* Given request *
Please count the lines in the entries below that contain the string "dorsal", matching case exactly, and reply with the number alone.

....

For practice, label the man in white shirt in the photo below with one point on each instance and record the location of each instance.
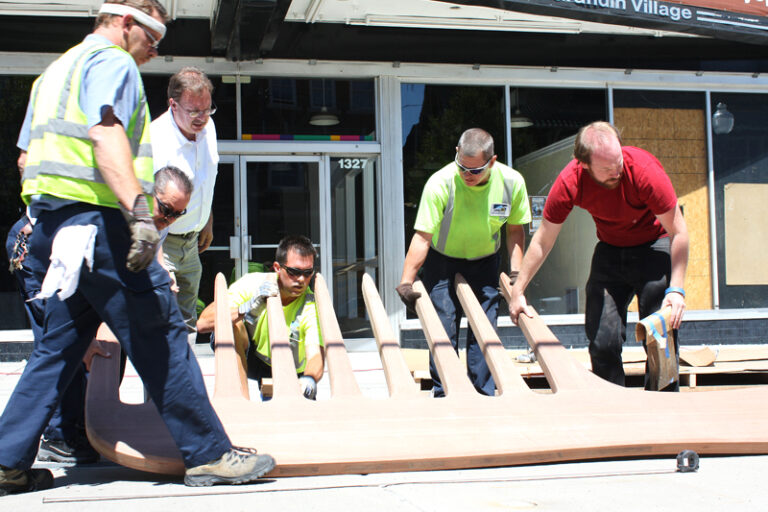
(185, 137)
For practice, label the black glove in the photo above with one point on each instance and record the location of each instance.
(308, 387)
(407, 295)
(144, 235)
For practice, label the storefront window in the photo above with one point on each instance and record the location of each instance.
(314, 109)
(740, 159)
(14, 95)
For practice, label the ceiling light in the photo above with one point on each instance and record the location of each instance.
(324, 118)
(519, 121)
(722, 120)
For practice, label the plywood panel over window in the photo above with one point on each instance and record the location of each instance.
(677, 137)
(745, 239)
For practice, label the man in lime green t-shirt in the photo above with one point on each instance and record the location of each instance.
(463, 208)
(293, 268)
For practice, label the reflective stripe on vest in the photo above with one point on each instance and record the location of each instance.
(445, 223)
(299, 352)
(60, 159)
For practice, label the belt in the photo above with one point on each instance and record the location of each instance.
(185, 236)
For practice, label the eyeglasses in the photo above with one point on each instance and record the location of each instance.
(476, 170)
(296, 272)
(197, 113)
(167, 212)
(155, 42)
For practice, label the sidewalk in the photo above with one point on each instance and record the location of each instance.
(641, 484)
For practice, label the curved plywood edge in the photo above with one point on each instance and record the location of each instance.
(285, 383)
(399, 380)
(453, 375)
(562, 371)
(230, 375)
(505, 375)
(361, 435)
(340, 373)
(133, 435)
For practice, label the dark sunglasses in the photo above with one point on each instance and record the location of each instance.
(167, 212)
(476, 170)
(296, 272)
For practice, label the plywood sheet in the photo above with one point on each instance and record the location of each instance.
(746, 233)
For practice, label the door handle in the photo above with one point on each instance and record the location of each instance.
(234, 247)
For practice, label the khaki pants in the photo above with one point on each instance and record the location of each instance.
(182, 258)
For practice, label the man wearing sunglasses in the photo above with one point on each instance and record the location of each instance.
(89, 165)
(294, 268)
(463, 209)
(185, 137)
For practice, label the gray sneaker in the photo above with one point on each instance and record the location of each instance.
(237, 466)
(14, 481)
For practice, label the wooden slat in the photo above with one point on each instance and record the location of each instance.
(505, 375)
(285, 383)
(358, 434)
(340, 373)
(233, 381)
(399, 380)
(133, 435)
(453, 376)
(562, 372)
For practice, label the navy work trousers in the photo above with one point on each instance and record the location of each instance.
(439, 278)
(68, 420)
(140, 310)
(617, 275)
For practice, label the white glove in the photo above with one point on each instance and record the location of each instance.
(255, 305)
(308, 387)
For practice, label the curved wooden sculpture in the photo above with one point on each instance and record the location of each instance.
(584, 418)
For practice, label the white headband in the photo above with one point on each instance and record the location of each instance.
(142, 17)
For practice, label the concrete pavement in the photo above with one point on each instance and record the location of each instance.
(639, 484)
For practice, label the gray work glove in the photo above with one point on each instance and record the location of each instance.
(253, 308)
(308, 387)
(407, 295)
(144, 235)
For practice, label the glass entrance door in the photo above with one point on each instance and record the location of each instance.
(279, 195)
(330, 199)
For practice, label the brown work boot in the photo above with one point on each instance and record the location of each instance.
(237, 466)
(17, 480)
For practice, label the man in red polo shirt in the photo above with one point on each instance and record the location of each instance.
(643, 241)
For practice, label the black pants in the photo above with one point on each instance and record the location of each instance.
(618, 274)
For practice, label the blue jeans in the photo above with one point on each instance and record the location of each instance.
(439, 278)
(141, 311)
(618, 274)
(68, 420)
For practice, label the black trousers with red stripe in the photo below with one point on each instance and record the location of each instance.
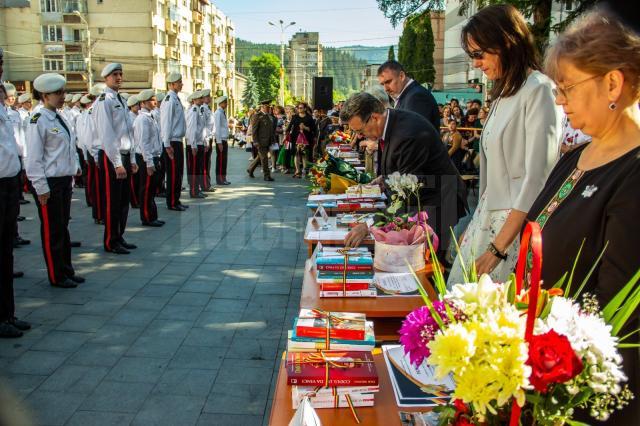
(134, 184)
(195, 167)
(115, 199)
(148, 187)
(175, 171)
(54, 228)
(207, 164)
(9, 196)
(221, 162)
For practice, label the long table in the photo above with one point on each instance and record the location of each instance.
(386, 312)
(384, 412)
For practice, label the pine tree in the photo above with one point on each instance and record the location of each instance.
(250, 95)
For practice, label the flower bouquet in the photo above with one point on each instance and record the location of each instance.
(401, 238)
(321, 173)
(512, 350)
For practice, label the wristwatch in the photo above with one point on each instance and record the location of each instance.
(494, 251)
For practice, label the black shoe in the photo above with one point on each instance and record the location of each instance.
(77, 279)
(9, 331)
(155, 223)
(67, 283)
(128, 246)
(19, 324)
(19, 241)
(118, 249)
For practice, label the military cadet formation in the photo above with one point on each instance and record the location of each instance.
(124, 150)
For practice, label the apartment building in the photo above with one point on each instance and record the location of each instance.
(149, 37)
(306, 63)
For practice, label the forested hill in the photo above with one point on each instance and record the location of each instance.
(343, 66)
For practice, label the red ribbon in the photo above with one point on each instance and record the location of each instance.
(531, 238)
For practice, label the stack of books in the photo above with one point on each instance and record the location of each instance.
(338, 375)
(345, 274)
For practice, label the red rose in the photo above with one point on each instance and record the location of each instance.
(552, 360)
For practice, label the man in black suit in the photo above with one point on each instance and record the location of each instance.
(407, 93)
(410, 146)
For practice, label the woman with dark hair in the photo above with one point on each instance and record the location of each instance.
(302, 122)
(520, 140)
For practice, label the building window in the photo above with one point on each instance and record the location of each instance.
(51, 33)
(53, 63)
(49, 6)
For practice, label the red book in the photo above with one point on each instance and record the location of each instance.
(340, 268)
(345, 369)
(344, 325)
(348, 287)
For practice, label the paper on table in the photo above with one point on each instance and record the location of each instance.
(396, 283)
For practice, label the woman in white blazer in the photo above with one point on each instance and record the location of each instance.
(520, 141)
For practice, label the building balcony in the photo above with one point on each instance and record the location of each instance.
(171, 27)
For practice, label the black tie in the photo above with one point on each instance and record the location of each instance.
(63, 124)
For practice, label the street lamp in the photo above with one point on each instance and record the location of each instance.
(283, 27)
(88, 58)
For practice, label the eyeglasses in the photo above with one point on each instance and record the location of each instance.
(476, 54)
(565, 91)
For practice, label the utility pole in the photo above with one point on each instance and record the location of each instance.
(283, 27)
(88, 58)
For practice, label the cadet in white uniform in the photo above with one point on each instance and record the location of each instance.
(10, 326)
(208, 138)
(222, 135)
(115, 132)
(148, 151)
(195, 145)
(172, 130)
(50, 167)
(134, 181)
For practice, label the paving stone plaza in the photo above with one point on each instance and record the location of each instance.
(186, 330)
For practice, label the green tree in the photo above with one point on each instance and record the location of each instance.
(250, 95)
(538, 10)
(416, 47)
(266, 70)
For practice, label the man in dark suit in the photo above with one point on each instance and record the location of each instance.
(411, 146)
(407, 93)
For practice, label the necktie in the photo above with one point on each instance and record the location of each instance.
(63, 124)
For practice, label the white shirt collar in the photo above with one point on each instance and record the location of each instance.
(386, 123)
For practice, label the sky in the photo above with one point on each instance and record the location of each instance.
(339, 22)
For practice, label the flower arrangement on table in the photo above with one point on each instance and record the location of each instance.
(402, 236)
(330, 168)
(509, 349)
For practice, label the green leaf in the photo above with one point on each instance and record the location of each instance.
(593, 268)
(615, 303)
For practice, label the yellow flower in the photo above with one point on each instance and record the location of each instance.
(451, 350)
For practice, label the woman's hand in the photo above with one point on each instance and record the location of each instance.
(355, 237)
(486, 263)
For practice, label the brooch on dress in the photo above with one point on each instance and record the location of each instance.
(589, 190)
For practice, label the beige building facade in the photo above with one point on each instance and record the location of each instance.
(149, 37)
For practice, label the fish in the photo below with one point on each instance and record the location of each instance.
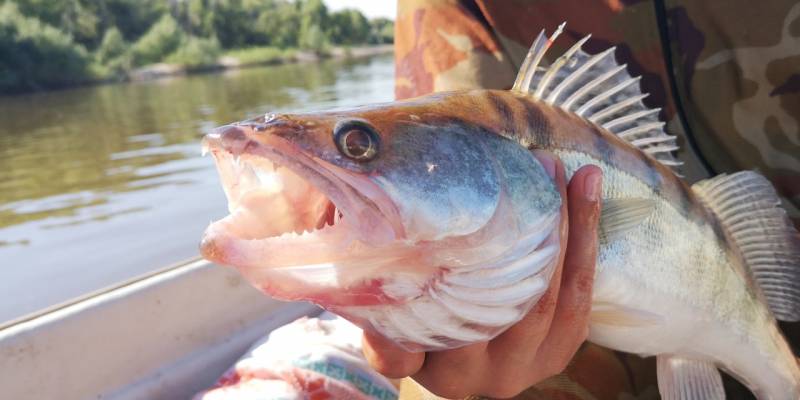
(309, 358)
(430, 221)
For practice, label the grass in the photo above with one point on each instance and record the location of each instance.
(261, 55)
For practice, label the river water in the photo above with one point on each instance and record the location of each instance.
(101, 184)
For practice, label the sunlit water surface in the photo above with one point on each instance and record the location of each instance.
(102, 184)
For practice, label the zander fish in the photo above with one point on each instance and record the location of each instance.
(430, 221)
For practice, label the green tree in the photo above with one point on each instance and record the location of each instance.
(196, 52)
(381, 31)
(348, 27)
(313, 18)
(162, 39)
(280, 26)
(112, 46)
(34, 55)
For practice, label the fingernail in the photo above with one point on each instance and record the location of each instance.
(547, 161)
(592, 186)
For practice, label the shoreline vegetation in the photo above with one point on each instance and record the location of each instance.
(252, 57)
(54, 45)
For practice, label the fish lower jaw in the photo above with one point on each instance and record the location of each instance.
(223, 245)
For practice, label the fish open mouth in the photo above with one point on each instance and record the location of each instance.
(287, 208)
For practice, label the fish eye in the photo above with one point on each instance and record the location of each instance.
(356, 140)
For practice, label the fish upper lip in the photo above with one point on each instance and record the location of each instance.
(325, 177)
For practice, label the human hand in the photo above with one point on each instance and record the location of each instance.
(545, 340)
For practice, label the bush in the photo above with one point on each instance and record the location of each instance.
(260, 55)
(313, 39)
(196, 52)
(161, 40)
(112, 46)
(34, 55)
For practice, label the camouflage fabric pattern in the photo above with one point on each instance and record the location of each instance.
(726, 74)
(736, 67)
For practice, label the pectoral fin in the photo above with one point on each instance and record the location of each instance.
(619, 216)
(688, 379)
(610, 314)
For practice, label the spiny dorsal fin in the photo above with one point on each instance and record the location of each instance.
(749, 210)
(598, 89)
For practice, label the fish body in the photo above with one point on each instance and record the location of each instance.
(430, 221)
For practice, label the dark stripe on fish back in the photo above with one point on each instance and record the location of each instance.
(538, 132)
(503, 111)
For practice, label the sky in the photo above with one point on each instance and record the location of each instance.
(370, 8)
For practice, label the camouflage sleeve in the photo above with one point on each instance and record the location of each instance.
(726, 74)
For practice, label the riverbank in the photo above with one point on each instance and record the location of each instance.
(254, 57)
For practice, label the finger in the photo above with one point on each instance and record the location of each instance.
(570, 325)
(389, 359)
(533, 328)
(456, 373)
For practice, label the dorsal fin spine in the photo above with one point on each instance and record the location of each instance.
(628, 118)
(573, 76)
(652, 140)
(614, 108)
(591, 85)
(597, 89)
(641, 129)
(608, 93)
(556, 66)
(748, 208)
(523, 81)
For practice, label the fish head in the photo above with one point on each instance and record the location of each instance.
(375, 207)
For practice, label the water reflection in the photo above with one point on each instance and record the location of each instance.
(104, 183)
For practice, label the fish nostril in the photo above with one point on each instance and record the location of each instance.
(231, 137)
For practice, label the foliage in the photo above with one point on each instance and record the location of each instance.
(161, 40)
(35, 55)
(260, 55)
(54, 43)
(381, 31)
(196, 52)
(111, 47)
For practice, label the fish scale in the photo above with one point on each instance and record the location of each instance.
(449, 225)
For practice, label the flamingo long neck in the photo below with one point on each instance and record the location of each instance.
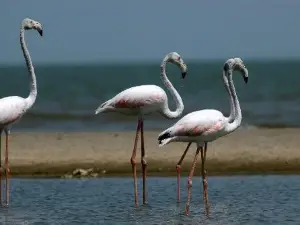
(236, 106)
(232, 109)
(33, 86)
(176, 97)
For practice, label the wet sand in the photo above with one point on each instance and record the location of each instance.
(246, 151)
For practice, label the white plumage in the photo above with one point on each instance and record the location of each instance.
(13, 108)
(145, 99)
(205, 126)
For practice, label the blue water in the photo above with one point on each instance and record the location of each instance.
(69, 94)
(234, 200)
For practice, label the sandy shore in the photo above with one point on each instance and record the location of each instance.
(245, 151)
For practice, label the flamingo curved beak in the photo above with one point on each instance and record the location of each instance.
(245, 74)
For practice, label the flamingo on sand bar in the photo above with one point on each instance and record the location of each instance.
(12, 108)
(145, 99)
(206, 125)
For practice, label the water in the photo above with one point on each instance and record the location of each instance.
(69, 95)
(235, 200)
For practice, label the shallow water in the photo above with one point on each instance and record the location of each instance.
(234, 200)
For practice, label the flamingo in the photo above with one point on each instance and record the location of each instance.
(143, 100)
(206, 125)
(12, 108)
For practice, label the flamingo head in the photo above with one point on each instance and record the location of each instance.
(175, 58)
(29, 24)
(238, 65)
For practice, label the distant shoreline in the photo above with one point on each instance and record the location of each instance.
(244, 152)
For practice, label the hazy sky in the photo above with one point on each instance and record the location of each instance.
(130, 30)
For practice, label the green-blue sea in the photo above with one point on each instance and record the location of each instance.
(69, 94)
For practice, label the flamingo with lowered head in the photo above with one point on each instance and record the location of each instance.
(145, 99)
(12, 108)
(207, 125)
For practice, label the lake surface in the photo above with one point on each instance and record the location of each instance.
(234, 200)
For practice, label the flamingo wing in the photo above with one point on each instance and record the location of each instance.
(199, 123)
(135, 97)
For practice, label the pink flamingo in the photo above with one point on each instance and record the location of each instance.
(206, 125)
(145, 99)
(12, 108)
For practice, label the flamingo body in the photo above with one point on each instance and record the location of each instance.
(205, 126)
(142, 100)
(201, 126)
(138, 100)
(12, 108)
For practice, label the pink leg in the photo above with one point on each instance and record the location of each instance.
(143, 161)
(1, 171)
(187, 209)
(178, 168)
(204, 181)
(133, 162)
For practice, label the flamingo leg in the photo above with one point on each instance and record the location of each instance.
(204, 180)
(187, 209)
(143, 161)
(133, 162)
(1, 171)
(178, 168)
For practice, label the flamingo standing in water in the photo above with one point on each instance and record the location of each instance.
(12, 108)
(207, 125)
(145, 99)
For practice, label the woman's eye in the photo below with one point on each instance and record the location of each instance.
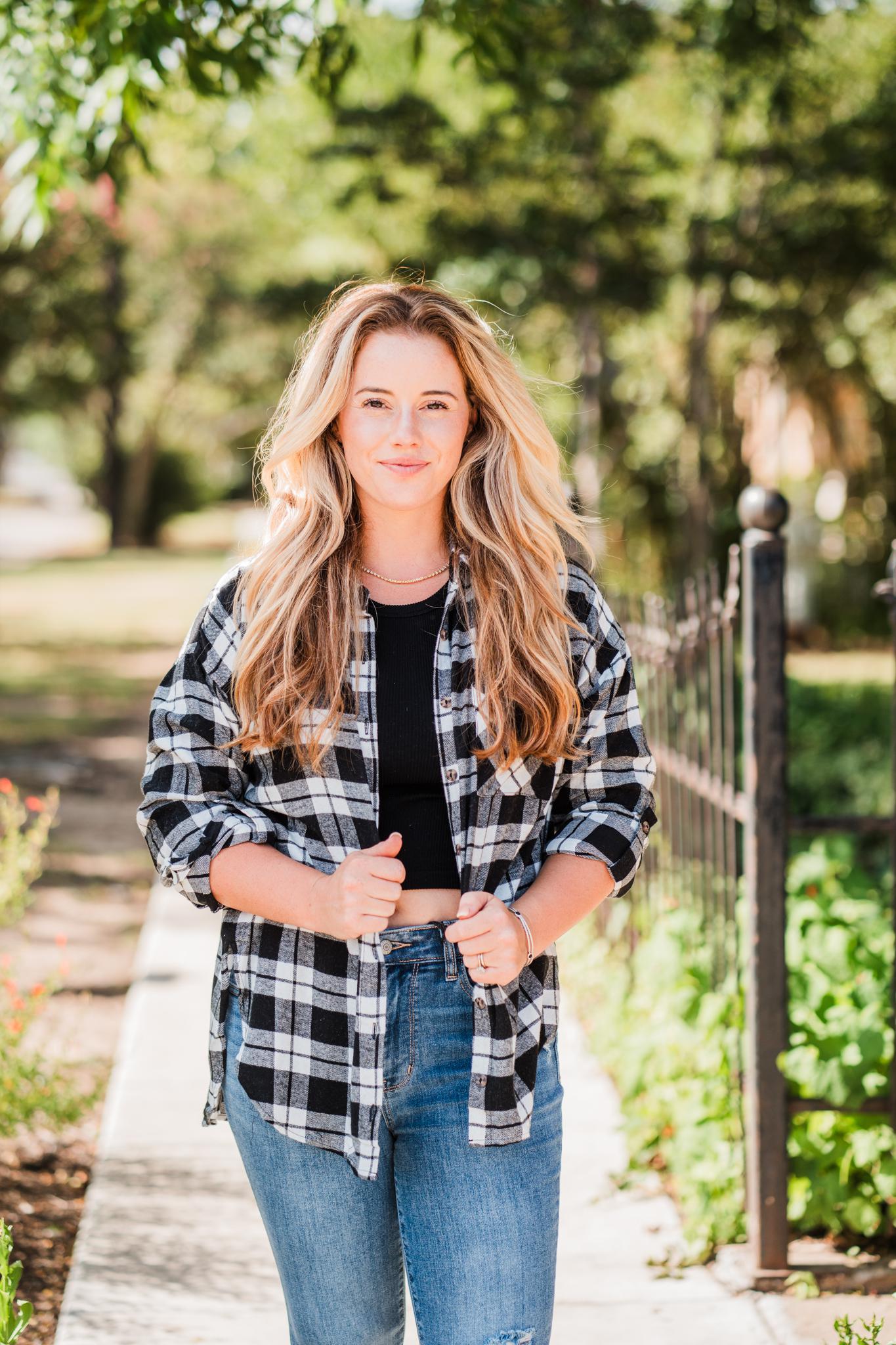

....

* Answer to the exercise *
2